Pull out each line from the rows below that contains the string "face".

-- Begin Supplied data --

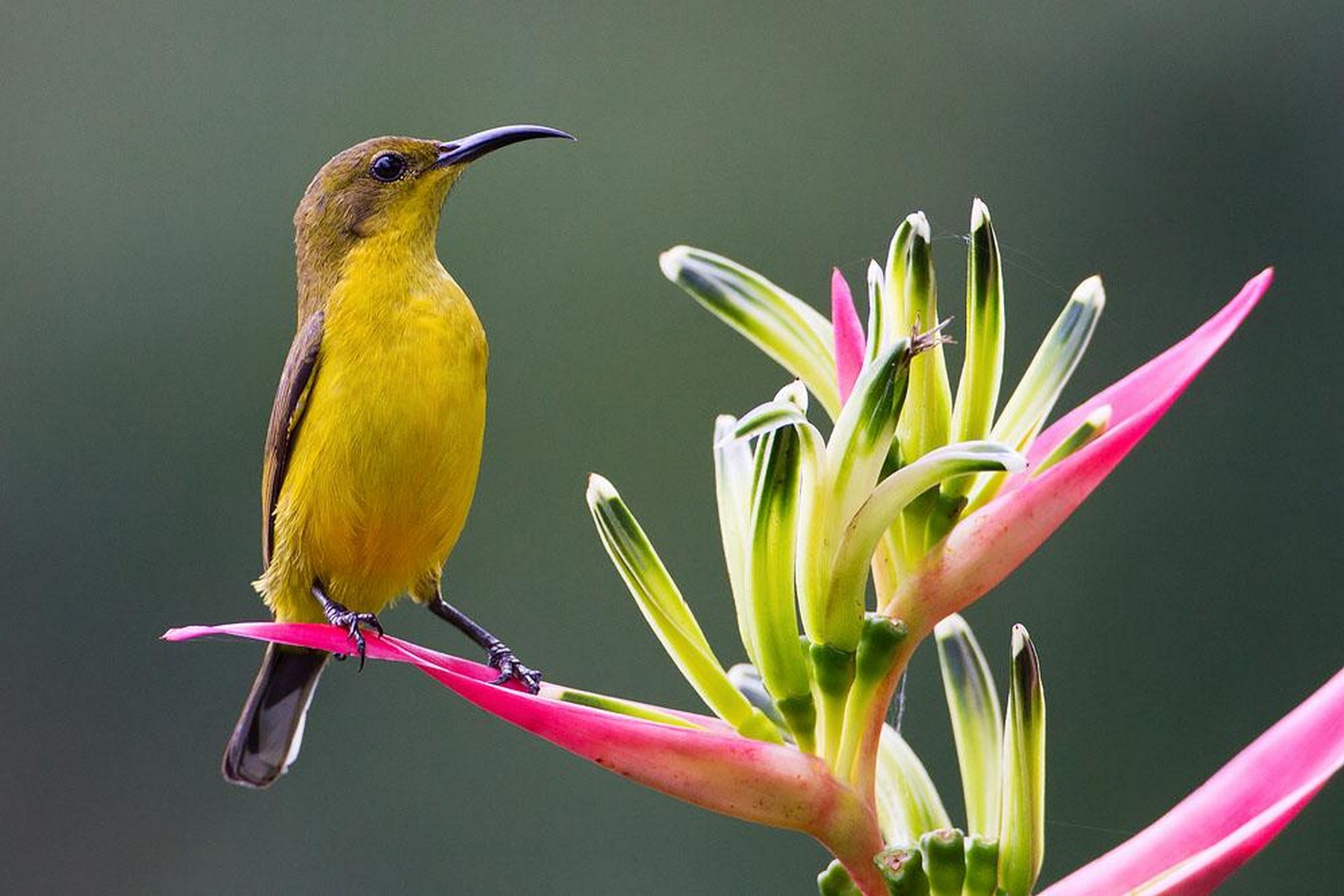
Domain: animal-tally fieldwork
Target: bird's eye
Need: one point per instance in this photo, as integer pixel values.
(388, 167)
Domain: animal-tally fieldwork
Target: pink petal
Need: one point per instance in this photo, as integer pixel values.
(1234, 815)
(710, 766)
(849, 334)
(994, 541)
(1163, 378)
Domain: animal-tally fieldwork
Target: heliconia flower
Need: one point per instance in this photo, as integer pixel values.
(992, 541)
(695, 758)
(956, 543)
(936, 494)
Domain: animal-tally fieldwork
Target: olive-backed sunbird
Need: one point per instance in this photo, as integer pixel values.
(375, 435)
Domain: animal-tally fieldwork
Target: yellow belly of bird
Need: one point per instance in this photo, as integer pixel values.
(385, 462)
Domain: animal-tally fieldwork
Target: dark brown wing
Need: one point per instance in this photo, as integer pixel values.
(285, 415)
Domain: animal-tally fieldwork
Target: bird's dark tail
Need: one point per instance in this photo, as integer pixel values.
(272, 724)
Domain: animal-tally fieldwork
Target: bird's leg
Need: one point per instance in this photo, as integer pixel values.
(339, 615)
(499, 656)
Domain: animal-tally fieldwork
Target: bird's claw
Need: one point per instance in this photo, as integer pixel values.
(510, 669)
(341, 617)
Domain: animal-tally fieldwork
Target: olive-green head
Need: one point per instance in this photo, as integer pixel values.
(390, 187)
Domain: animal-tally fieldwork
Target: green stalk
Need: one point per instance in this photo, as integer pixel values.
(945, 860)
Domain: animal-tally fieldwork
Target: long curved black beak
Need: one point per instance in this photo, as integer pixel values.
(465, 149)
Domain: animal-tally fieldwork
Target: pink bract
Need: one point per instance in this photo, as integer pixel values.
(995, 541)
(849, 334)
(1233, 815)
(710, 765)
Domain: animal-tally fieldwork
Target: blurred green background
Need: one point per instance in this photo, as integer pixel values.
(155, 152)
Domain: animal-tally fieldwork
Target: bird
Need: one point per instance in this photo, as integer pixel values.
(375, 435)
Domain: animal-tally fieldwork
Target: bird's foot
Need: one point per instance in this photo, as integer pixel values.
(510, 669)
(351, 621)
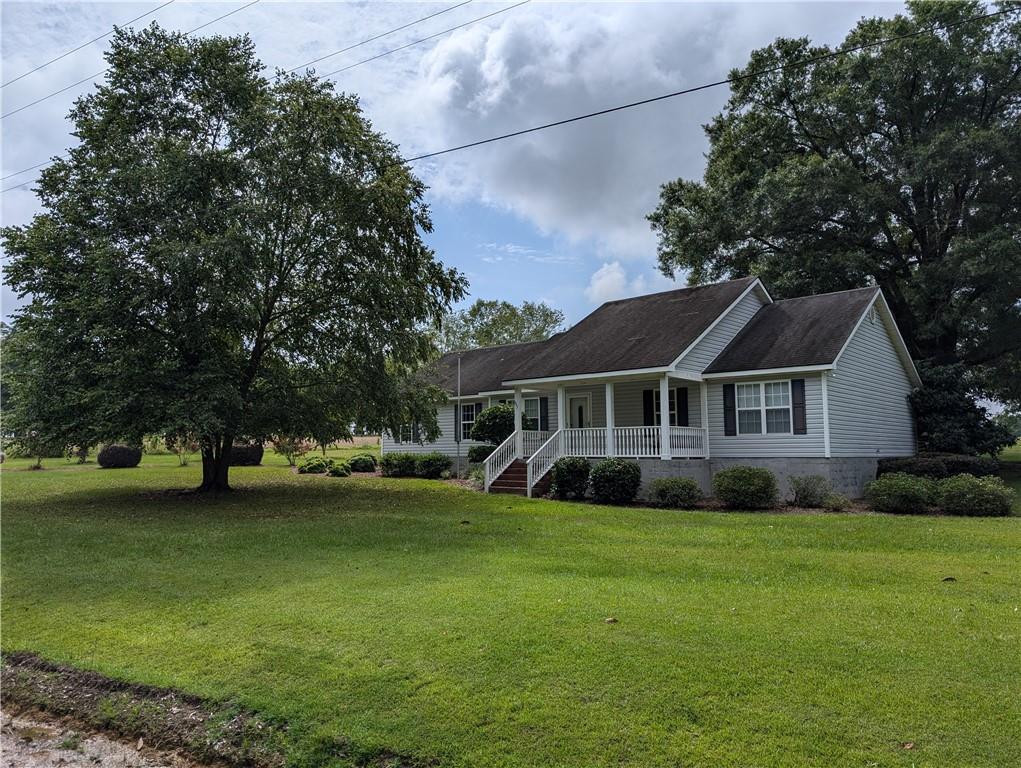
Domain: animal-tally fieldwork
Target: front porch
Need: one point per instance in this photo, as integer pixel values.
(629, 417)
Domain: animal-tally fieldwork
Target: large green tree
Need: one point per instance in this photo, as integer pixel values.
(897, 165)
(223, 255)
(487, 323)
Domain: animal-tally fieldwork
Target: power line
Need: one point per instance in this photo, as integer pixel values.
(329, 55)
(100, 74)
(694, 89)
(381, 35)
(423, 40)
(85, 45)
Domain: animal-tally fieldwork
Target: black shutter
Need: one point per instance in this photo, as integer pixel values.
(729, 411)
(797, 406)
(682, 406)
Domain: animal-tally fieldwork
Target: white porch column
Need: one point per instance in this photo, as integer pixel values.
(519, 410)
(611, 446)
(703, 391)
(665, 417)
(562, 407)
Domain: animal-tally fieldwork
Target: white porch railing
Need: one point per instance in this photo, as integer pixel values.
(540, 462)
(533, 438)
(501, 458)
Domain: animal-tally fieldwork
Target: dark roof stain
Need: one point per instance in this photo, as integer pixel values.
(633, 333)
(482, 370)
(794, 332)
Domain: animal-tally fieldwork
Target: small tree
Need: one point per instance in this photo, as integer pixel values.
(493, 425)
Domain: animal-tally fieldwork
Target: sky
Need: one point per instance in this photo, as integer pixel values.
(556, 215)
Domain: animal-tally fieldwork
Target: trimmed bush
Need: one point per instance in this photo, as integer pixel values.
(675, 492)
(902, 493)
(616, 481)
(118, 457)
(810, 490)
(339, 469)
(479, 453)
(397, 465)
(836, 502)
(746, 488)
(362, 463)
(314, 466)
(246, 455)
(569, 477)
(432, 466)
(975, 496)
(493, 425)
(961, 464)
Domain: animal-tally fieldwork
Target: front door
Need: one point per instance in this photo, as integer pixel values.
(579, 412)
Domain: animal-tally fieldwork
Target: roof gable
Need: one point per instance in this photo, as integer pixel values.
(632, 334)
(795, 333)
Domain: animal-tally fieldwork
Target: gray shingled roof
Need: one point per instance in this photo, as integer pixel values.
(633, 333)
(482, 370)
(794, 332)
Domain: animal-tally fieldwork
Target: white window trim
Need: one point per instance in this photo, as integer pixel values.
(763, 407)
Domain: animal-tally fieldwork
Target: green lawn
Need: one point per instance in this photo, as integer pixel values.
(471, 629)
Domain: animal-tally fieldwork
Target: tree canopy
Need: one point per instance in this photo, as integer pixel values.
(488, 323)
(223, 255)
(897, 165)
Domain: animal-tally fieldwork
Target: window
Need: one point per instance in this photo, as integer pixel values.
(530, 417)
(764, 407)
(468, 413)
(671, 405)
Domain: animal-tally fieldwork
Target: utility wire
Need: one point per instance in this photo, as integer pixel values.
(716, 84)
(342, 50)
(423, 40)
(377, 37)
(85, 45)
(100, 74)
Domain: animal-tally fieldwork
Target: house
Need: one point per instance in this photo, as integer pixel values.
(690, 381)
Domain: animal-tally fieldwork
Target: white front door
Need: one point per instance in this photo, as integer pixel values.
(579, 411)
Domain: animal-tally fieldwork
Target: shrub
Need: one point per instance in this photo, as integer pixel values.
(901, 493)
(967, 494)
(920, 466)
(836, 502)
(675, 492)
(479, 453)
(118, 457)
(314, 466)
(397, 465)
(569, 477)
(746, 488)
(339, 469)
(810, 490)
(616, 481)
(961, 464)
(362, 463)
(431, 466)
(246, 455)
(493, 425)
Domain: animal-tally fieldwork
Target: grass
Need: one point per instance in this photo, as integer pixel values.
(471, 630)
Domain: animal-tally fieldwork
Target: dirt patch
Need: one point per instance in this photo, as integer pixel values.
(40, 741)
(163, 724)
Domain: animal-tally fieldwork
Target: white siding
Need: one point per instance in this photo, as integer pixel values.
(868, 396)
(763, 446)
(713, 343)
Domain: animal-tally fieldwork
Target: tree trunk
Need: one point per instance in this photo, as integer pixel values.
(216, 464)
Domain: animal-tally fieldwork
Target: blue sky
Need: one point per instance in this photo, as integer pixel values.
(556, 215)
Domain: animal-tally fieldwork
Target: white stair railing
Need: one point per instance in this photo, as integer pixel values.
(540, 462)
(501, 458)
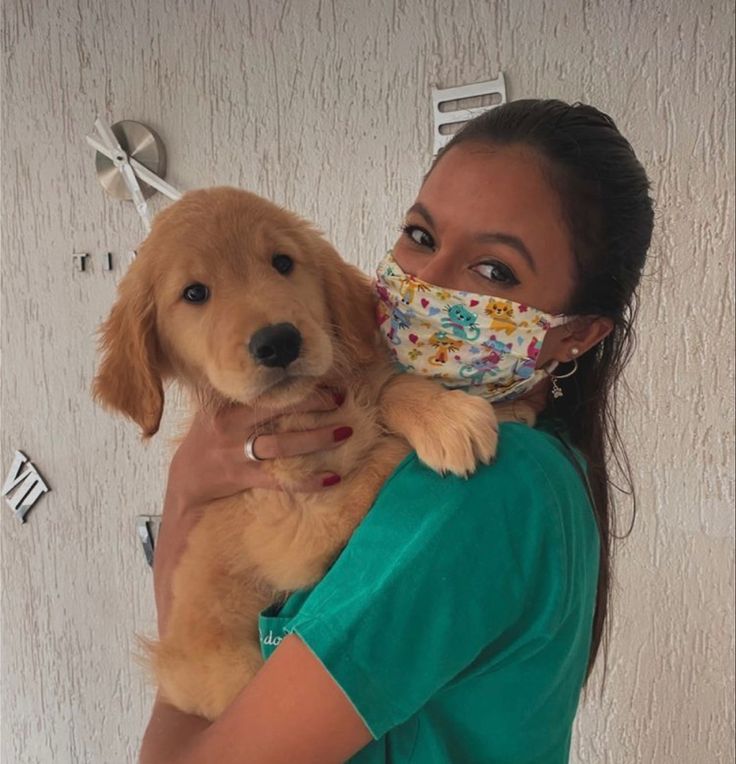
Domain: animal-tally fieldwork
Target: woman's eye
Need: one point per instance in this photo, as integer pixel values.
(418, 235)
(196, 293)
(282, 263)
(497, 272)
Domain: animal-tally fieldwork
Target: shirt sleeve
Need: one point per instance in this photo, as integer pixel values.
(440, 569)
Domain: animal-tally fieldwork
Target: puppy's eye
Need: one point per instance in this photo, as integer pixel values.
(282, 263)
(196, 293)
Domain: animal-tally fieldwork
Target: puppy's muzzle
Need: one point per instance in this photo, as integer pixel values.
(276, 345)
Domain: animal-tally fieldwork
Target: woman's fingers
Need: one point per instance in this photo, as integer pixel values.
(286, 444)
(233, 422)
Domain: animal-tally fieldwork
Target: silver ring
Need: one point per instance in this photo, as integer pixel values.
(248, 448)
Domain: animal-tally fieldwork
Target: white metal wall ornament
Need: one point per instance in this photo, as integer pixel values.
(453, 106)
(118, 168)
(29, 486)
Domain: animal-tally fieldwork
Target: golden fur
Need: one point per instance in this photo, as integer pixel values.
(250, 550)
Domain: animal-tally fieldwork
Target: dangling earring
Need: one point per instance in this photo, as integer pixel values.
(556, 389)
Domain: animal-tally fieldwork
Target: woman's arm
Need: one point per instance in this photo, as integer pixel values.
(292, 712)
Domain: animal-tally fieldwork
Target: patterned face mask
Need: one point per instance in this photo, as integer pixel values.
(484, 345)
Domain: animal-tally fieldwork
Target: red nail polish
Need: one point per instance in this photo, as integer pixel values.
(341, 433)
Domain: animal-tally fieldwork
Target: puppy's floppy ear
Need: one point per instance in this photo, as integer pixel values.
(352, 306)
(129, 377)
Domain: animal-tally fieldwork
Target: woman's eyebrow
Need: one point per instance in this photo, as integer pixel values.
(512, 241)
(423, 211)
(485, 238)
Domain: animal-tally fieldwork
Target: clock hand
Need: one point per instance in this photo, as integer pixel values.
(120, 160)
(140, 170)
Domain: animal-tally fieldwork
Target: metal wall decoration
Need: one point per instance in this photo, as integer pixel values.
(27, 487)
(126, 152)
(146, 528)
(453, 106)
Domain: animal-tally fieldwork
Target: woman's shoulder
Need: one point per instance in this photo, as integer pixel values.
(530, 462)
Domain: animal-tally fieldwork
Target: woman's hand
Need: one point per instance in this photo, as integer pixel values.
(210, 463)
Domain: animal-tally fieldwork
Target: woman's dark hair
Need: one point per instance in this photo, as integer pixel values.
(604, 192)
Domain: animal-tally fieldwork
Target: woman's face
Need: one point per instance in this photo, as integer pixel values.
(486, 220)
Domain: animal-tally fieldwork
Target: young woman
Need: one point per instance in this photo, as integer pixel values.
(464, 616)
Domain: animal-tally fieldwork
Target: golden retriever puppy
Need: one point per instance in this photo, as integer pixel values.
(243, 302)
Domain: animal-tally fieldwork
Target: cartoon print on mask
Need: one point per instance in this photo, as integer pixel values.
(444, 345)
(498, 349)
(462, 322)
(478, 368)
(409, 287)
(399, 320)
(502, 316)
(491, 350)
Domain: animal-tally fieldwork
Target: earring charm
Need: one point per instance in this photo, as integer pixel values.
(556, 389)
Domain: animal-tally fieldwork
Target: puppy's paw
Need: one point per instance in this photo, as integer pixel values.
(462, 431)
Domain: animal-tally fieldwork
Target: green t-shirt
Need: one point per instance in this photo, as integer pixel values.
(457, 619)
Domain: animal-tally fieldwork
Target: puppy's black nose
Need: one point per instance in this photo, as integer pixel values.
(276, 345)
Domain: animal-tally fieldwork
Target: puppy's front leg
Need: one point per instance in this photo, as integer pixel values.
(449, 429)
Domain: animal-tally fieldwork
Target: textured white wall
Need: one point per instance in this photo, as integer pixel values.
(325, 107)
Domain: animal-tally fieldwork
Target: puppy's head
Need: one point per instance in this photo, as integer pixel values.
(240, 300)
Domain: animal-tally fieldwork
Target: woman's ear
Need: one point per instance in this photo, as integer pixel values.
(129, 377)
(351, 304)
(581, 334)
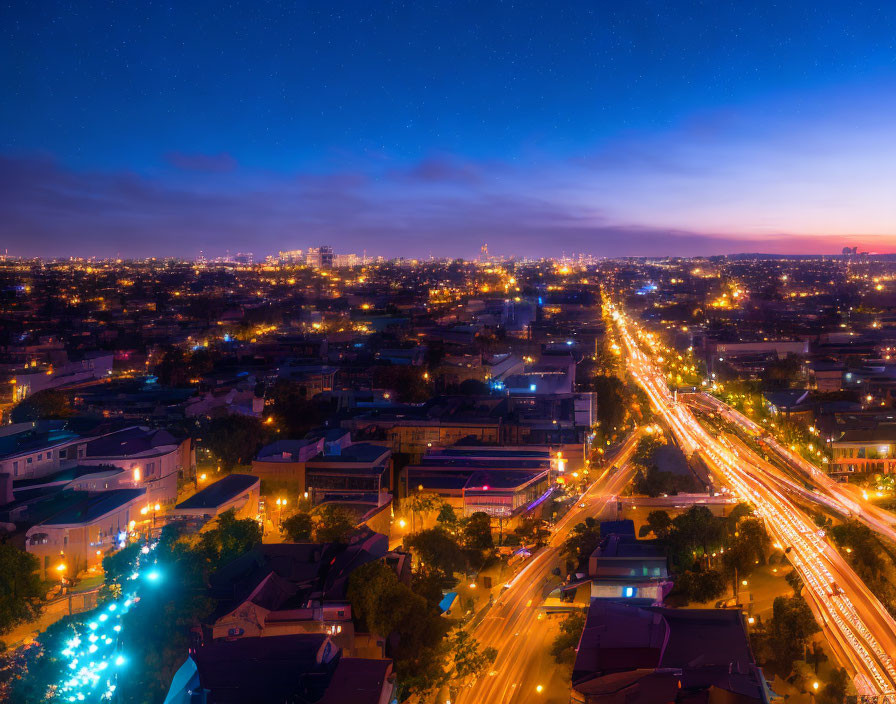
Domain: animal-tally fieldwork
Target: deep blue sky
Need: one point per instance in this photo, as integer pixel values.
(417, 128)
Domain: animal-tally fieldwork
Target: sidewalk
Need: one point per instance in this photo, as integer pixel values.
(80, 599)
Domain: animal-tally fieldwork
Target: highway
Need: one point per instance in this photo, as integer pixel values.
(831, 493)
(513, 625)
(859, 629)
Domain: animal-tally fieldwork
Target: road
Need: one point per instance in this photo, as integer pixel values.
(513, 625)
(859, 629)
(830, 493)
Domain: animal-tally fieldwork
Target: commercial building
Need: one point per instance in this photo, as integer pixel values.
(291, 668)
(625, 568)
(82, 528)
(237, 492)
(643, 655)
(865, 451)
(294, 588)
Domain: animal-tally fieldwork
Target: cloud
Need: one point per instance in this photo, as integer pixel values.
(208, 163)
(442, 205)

-- End Supplied data --

Task output -
Target: patterned face mask
Target: woman's face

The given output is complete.